### PASSAGE TO READ
^^^^

Now, I hope that happens!


----------



## sccoaire (Feb 11, 2005)

same here... can't wait to see Friday if it ships or not.


----------



## Ottawaman (Jan 16, 2005)

Lars said:


> Well... I ordered mine on Feb. 4 (BTO-BT/AP), and after becoming aggravated, I finally called Apple.. the nice representative told me "On or before March 11."
> 
> Now, I hope that happens!


I was told it looks like march 11 for a shipping date.
We'll see...


----------



## monokitty (Jan 26, 2002)

So did your guys' mini's ship out today?


----------



## Macaholic (Jan 7, 2003)

No word from Digital Gary yet, but it's still early here...


----------



## sccoaire (Feb 11, 2005)

*Shipping on time? NOT!*

The j**ks! Not only did it NOT ship today, they changed the ship on/before date to March 16th!!!


----------



## monokitty (Jan 26, 2002)

sccoaire said:


> The j**ks! Not only did it NOT ship today, they changed the ship on/before date to March 16th!!!


I got the same deal.. on or before March 16th. Wow, I'm mad. By the time this thing shows up, it'll be 8 weeks since I first ordered it. So: keeping fingers crossed for next Wednesday...


----------



## Macaholic (Jan 7, 2003)

And then, it'll be held off AGAIN because they're speed-bumping them. So, you'll get a better one -- but only LATER STILL!!

^^^^

### SET TASK 1
Name every user whose name heads a post in the forum thread, listing each one only once.
### SET TASK 2
Please retype the section of the forum thread that starts at the words "## Ottawaman (Jan" and ends after "We'll see...".
The data below has no connection to the forum thread.

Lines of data
^^^^

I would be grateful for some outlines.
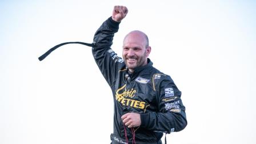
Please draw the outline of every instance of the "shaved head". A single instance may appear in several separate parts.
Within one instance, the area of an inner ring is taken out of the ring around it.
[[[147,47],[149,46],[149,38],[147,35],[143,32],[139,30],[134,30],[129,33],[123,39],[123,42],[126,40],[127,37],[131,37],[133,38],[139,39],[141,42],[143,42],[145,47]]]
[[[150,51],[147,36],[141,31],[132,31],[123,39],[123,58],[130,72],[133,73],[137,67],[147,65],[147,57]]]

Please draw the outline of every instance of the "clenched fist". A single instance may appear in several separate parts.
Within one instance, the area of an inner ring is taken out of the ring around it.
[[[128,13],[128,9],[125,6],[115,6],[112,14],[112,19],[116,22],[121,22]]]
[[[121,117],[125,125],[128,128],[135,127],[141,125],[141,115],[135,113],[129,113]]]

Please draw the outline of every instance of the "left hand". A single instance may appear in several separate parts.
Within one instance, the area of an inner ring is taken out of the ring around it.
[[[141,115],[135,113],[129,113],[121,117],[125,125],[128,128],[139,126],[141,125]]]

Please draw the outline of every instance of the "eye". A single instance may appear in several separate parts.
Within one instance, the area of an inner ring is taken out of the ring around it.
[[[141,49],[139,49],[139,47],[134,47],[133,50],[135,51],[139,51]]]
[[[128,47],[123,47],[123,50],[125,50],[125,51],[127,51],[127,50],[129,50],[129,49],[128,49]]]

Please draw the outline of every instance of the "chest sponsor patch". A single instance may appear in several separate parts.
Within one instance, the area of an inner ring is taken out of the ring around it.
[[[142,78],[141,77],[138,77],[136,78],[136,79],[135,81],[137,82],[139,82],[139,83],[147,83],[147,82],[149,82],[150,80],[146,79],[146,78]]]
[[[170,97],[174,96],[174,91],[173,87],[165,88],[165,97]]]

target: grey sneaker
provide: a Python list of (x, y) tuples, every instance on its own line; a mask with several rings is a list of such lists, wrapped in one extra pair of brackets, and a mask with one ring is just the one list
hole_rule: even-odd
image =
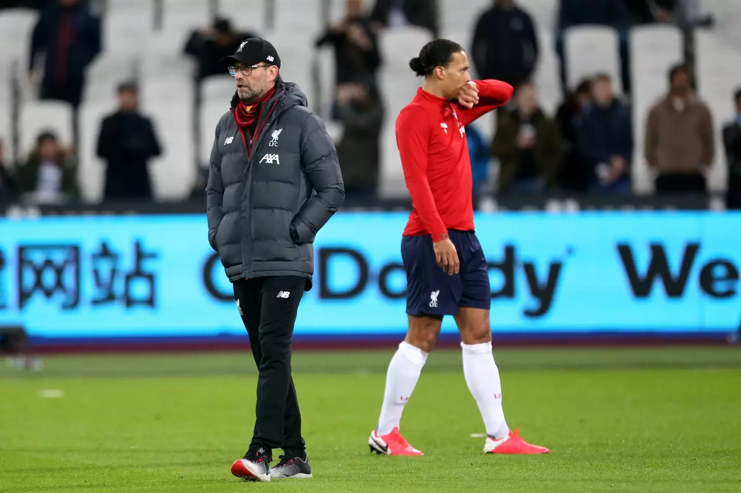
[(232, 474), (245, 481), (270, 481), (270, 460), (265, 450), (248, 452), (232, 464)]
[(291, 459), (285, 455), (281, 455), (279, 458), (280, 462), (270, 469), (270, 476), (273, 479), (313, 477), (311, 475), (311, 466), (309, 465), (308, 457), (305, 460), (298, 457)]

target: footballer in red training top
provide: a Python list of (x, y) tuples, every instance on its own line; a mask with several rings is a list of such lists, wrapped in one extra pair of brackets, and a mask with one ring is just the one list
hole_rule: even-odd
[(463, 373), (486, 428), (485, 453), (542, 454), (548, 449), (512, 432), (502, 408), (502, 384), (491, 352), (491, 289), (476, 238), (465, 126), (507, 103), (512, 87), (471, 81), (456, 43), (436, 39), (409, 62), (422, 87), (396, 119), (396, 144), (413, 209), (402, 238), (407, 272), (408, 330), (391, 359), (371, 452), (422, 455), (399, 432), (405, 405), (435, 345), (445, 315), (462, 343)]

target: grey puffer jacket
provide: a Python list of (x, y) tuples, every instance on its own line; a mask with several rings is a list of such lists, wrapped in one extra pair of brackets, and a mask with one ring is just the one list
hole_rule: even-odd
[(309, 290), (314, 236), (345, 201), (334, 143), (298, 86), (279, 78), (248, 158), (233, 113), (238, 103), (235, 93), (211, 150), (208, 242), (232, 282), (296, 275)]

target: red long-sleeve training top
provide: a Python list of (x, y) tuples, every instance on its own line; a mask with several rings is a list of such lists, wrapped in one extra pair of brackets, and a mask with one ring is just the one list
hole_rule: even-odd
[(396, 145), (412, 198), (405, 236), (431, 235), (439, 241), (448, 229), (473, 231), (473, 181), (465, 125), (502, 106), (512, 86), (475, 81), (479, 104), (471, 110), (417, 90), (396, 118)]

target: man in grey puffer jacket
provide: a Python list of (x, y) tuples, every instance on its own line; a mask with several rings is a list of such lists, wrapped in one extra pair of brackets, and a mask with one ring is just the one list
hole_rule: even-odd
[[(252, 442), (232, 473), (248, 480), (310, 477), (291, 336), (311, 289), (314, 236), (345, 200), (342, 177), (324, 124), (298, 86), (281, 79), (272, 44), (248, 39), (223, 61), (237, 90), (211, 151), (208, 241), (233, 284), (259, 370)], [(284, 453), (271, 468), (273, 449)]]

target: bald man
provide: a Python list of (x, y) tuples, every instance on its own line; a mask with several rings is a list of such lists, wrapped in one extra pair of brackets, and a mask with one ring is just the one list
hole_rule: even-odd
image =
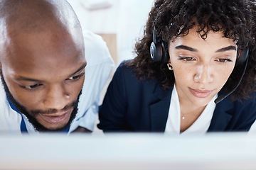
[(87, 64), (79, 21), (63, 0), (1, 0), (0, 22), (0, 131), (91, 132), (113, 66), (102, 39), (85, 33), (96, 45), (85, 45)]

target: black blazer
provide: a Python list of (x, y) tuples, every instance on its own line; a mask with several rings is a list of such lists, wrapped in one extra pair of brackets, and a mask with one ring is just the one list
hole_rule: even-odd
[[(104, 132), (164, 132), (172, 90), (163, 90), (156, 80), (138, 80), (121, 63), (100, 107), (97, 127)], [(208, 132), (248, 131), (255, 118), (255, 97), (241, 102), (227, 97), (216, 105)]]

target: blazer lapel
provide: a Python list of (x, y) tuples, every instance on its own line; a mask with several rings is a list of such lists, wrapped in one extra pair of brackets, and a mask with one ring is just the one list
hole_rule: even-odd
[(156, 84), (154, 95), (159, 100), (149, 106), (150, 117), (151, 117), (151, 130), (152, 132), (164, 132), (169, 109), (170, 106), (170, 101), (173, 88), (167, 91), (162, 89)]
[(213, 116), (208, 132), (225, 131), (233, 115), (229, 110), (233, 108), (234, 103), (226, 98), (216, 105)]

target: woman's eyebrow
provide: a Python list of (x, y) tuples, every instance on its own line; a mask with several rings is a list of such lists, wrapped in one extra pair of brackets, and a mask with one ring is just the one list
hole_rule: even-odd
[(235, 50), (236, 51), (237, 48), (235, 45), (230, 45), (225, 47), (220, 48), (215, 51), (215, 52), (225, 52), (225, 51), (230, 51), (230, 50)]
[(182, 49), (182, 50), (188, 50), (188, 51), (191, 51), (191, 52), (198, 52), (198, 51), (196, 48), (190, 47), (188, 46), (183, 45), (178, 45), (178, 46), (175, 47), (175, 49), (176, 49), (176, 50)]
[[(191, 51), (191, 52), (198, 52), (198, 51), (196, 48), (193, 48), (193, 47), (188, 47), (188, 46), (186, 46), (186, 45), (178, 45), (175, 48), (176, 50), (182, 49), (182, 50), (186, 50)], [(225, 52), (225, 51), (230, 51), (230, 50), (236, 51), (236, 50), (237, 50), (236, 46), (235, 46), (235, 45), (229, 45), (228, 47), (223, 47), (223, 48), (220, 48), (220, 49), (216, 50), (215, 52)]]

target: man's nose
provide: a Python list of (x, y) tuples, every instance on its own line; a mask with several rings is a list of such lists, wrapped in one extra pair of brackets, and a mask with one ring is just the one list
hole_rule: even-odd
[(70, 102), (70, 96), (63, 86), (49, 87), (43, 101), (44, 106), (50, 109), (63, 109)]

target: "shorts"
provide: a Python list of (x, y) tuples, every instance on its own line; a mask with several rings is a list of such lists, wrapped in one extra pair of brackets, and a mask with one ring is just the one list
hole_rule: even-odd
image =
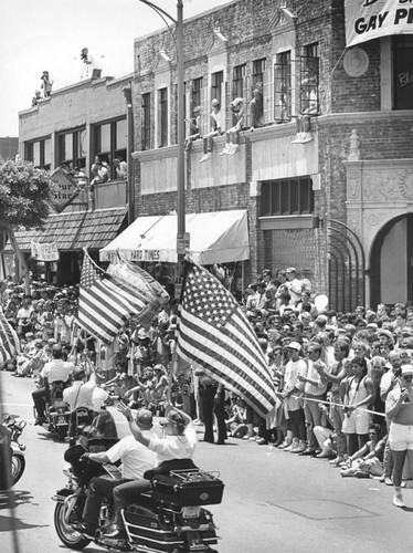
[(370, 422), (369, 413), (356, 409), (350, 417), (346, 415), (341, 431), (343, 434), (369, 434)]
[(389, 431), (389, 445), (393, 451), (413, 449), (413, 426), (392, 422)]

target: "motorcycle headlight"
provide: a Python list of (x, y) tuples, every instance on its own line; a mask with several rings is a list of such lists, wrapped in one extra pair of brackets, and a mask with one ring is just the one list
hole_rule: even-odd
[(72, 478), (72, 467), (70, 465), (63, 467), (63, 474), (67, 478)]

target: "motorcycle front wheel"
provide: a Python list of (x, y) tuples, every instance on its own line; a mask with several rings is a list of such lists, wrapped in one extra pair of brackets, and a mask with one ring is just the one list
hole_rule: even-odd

^^^^

### COMPLETE RESPONSE 1
sccoaire, Ottawaman, monokitty, Macaholic

### COMPLETE RESPONSE 2
## Ottawaman (Jan 16, 2005)

Lars said:


> Well... I ordered mine on Feb. 4 (BTO-BT/AP), and after becoming aggravated, I finally called Apple.. the nice representative told me "On or before March 11."
> 
> Now, I hope that happens!


I was told it looks like march 11 for a shipping date.
We'll see...